▶ [ACTIVITY]: Copy out exactly the stretch of the listing below that begins at the line containing "[locate] notebook page" and ends at the line containing "[locate] book (a", and copy nothing outside it.

▶ [THE INPUT]:
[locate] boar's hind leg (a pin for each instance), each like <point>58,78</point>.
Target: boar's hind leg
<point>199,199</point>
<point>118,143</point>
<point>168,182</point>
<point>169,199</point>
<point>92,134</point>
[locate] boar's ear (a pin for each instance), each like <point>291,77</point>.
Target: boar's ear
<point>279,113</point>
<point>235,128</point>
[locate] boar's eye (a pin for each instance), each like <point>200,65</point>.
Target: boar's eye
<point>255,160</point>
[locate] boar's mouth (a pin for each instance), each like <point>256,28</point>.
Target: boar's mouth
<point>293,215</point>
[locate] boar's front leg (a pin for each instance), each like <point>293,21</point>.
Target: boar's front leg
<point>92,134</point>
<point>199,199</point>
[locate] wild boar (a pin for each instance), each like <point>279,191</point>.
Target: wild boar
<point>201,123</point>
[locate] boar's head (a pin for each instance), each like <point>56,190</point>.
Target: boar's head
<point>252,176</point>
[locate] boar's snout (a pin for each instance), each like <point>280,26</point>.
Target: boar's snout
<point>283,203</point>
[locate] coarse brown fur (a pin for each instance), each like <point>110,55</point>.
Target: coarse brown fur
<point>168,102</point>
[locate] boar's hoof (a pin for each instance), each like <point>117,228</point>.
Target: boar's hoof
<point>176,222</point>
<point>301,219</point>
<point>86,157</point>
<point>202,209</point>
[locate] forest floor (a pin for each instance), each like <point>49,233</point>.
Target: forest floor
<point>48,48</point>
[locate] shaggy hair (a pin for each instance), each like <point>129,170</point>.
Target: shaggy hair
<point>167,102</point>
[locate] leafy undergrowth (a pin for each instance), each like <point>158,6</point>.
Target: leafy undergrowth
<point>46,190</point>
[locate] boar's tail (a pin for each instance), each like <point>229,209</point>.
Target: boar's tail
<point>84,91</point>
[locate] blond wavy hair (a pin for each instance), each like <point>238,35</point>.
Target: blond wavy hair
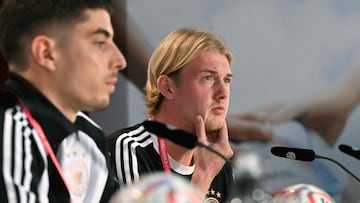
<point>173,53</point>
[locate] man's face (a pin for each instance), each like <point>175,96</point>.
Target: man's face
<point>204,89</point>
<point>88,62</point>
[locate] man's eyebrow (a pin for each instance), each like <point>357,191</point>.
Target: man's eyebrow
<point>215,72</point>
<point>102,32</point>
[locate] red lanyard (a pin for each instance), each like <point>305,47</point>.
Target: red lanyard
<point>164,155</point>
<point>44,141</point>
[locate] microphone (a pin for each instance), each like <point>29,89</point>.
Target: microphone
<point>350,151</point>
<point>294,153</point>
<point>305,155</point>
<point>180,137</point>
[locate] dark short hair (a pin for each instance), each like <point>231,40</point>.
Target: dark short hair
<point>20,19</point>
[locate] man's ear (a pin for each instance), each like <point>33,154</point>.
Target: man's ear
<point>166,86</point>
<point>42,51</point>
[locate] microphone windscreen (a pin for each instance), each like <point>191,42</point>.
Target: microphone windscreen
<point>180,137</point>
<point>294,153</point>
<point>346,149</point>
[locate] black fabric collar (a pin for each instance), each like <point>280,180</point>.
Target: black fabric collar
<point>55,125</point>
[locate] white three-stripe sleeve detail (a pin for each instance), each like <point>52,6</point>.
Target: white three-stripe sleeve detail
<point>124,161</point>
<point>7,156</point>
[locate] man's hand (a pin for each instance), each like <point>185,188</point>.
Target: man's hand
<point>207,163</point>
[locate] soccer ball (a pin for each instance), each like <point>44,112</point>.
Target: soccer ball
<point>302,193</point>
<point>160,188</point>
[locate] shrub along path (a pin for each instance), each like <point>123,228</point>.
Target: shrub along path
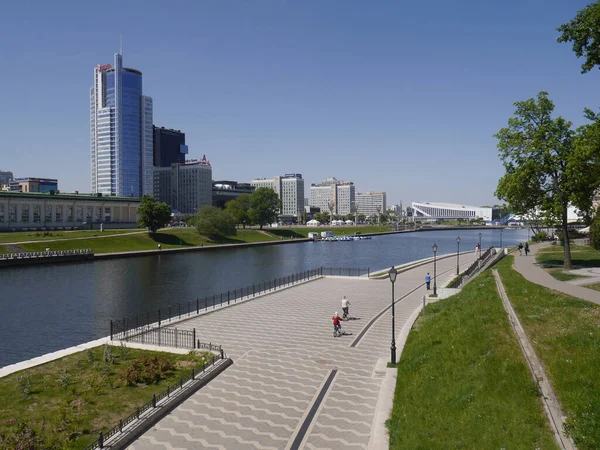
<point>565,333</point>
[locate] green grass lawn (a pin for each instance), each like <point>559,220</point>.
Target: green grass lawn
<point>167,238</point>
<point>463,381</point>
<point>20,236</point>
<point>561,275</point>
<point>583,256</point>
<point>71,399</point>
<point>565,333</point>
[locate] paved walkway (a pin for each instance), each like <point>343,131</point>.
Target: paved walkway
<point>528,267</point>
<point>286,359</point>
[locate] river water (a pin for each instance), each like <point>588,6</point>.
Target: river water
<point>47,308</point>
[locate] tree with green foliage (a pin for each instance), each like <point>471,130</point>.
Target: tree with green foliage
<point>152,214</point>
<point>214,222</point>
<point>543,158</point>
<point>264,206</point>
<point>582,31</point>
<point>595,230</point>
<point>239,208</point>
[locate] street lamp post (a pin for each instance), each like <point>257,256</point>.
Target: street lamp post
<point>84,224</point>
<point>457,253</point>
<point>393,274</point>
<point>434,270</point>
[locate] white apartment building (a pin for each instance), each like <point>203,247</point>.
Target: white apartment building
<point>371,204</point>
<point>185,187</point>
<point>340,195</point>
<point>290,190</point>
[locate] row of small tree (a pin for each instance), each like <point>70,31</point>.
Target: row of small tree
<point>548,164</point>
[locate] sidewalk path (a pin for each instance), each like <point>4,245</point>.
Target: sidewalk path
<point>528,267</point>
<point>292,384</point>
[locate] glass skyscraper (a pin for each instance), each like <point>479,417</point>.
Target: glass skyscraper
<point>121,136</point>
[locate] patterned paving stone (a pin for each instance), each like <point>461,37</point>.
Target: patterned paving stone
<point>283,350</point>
--
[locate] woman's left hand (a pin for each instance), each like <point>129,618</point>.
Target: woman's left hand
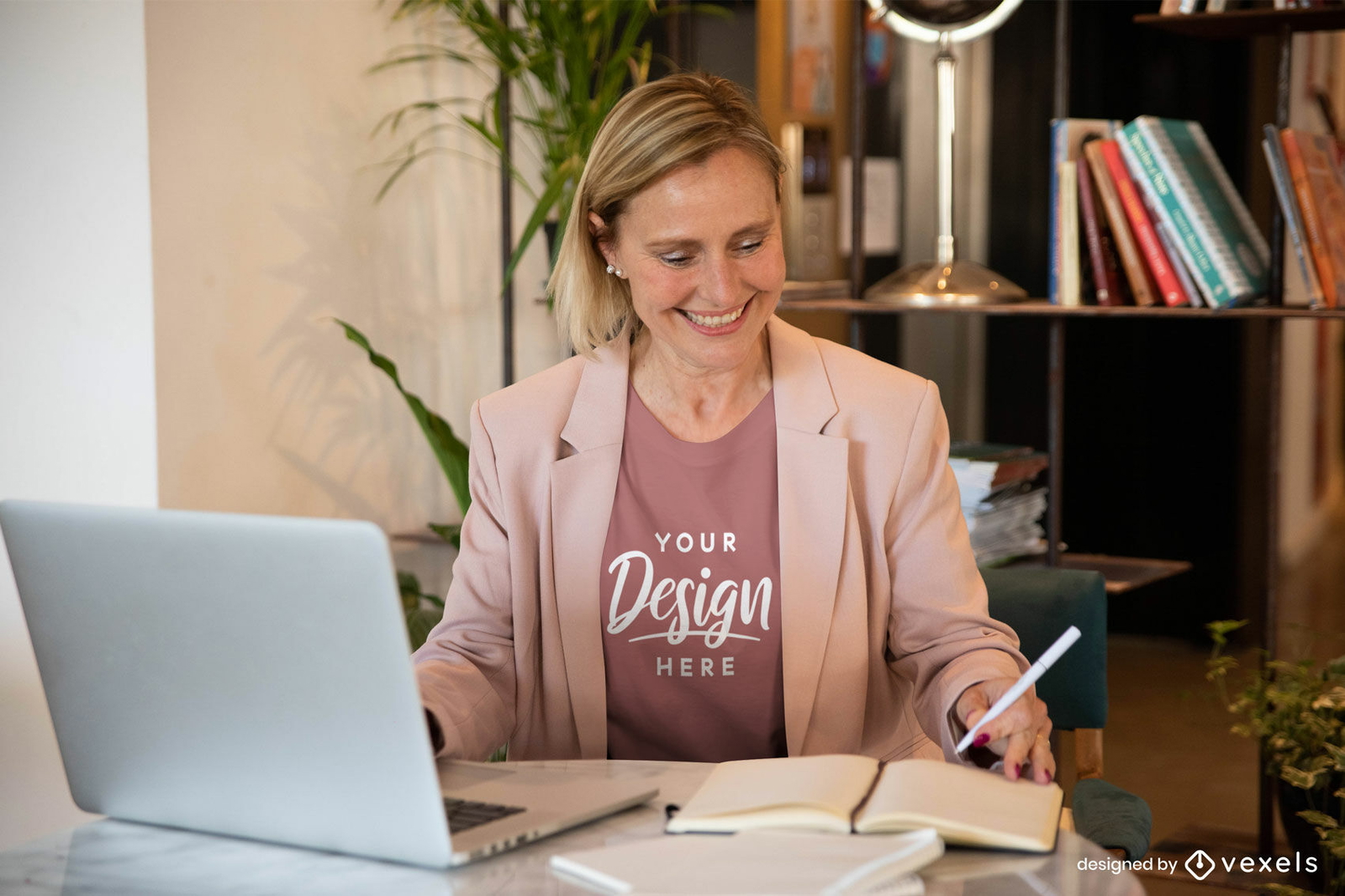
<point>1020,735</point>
--
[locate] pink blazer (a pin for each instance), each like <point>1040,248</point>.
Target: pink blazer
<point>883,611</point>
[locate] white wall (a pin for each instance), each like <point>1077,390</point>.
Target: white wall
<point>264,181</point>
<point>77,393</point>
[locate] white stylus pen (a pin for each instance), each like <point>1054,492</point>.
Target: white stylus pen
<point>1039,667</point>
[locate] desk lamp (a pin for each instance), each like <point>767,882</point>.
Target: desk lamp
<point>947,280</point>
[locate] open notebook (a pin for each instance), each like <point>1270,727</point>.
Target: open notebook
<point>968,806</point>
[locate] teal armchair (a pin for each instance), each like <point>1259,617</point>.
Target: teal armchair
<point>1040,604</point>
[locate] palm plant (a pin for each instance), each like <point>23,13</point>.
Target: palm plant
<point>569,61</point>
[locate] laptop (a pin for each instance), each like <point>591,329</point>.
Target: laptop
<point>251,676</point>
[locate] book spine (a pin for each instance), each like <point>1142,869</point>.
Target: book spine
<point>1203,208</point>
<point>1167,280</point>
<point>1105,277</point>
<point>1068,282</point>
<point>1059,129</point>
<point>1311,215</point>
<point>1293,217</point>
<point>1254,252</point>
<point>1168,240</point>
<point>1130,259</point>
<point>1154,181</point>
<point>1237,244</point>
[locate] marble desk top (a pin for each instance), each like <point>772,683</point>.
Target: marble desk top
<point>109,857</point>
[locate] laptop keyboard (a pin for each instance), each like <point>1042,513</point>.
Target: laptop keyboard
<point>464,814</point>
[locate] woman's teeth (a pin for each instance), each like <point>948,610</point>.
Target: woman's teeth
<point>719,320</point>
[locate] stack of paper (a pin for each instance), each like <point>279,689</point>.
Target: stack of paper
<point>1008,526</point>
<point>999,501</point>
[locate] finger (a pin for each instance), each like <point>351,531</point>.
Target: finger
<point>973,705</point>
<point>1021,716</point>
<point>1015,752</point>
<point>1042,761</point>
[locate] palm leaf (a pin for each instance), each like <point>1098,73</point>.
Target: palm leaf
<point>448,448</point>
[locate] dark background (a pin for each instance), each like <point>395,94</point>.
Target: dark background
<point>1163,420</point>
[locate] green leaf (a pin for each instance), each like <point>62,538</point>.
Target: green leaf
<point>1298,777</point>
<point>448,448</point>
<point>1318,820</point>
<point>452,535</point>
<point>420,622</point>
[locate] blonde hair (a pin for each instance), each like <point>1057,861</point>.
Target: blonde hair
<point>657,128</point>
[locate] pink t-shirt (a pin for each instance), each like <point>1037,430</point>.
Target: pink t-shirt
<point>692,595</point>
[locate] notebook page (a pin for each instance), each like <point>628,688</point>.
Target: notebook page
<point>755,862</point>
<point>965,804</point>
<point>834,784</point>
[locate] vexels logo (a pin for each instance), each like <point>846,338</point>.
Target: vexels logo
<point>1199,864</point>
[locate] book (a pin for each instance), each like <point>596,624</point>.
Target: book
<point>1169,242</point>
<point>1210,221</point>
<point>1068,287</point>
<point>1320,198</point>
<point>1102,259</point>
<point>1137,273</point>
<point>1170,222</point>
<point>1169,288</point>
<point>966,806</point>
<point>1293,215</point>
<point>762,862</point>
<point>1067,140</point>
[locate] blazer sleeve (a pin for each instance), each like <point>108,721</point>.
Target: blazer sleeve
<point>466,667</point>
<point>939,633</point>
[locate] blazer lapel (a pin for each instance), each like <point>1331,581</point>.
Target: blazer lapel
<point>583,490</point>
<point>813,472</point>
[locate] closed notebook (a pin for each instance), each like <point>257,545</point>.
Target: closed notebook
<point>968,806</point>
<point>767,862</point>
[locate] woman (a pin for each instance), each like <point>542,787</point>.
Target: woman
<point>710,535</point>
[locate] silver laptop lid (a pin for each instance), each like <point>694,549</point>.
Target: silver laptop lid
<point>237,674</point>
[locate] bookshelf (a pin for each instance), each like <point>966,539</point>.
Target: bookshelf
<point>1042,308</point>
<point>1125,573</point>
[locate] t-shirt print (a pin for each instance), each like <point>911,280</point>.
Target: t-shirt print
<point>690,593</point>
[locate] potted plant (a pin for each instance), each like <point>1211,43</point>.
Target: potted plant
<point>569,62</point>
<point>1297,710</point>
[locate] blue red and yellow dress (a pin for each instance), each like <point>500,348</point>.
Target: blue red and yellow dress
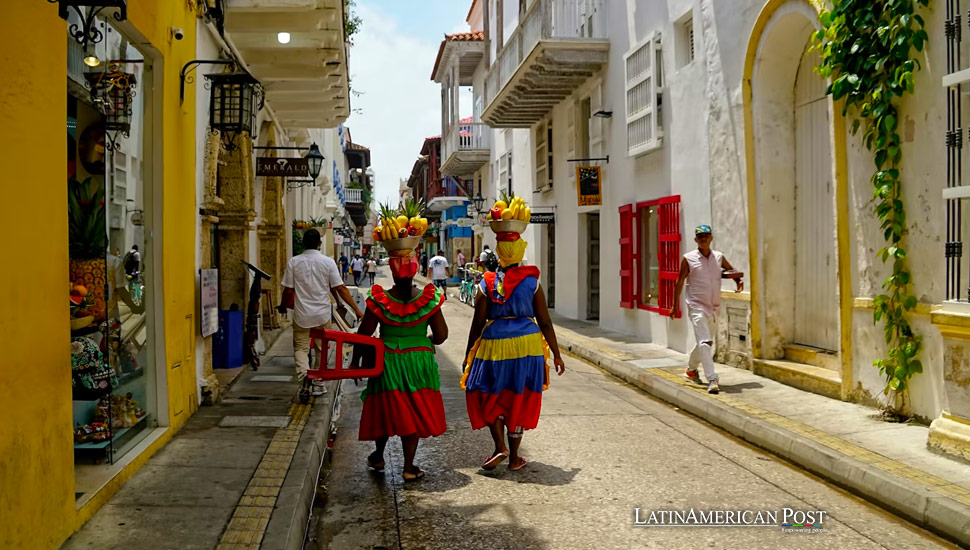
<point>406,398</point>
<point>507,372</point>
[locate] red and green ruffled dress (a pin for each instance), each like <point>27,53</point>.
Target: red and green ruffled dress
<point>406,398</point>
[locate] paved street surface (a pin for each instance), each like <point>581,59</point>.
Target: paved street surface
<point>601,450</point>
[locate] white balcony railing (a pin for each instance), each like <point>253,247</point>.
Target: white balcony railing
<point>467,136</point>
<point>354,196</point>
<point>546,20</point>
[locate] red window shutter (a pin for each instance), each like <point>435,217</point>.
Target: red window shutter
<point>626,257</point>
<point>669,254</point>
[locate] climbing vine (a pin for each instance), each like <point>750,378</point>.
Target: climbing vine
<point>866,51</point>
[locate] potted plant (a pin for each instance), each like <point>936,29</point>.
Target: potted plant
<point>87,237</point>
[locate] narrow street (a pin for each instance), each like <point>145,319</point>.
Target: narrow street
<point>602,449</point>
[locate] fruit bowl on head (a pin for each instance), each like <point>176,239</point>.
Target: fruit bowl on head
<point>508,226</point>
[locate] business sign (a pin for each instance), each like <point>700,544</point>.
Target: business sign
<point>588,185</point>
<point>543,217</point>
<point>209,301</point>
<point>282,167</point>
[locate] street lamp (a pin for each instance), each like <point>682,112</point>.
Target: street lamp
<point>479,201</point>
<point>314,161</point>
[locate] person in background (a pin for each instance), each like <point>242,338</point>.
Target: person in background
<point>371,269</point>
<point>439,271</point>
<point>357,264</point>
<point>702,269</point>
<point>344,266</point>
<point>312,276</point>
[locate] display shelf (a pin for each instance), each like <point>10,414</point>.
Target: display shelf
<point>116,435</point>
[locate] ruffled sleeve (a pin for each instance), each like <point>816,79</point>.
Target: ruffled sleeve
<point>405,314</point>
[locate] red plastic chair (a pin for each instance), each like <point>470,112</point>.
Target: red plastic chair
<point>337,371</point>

▶ [OUTPUT OF THE TASK]:
[locate] notebook page (a pin for each instance), each like <point>628,688</point>.
Target: notebook page
<point>755,862</point>
<point>965,804</point>
<point>834,784</point>
[locate] vexels logo (a pin for each instance), each like <point>846,338</point>.
Target: vexels logo
<point>1199,864</point>
[locate] book (a pin for each instance), each like <point>596,624</point>.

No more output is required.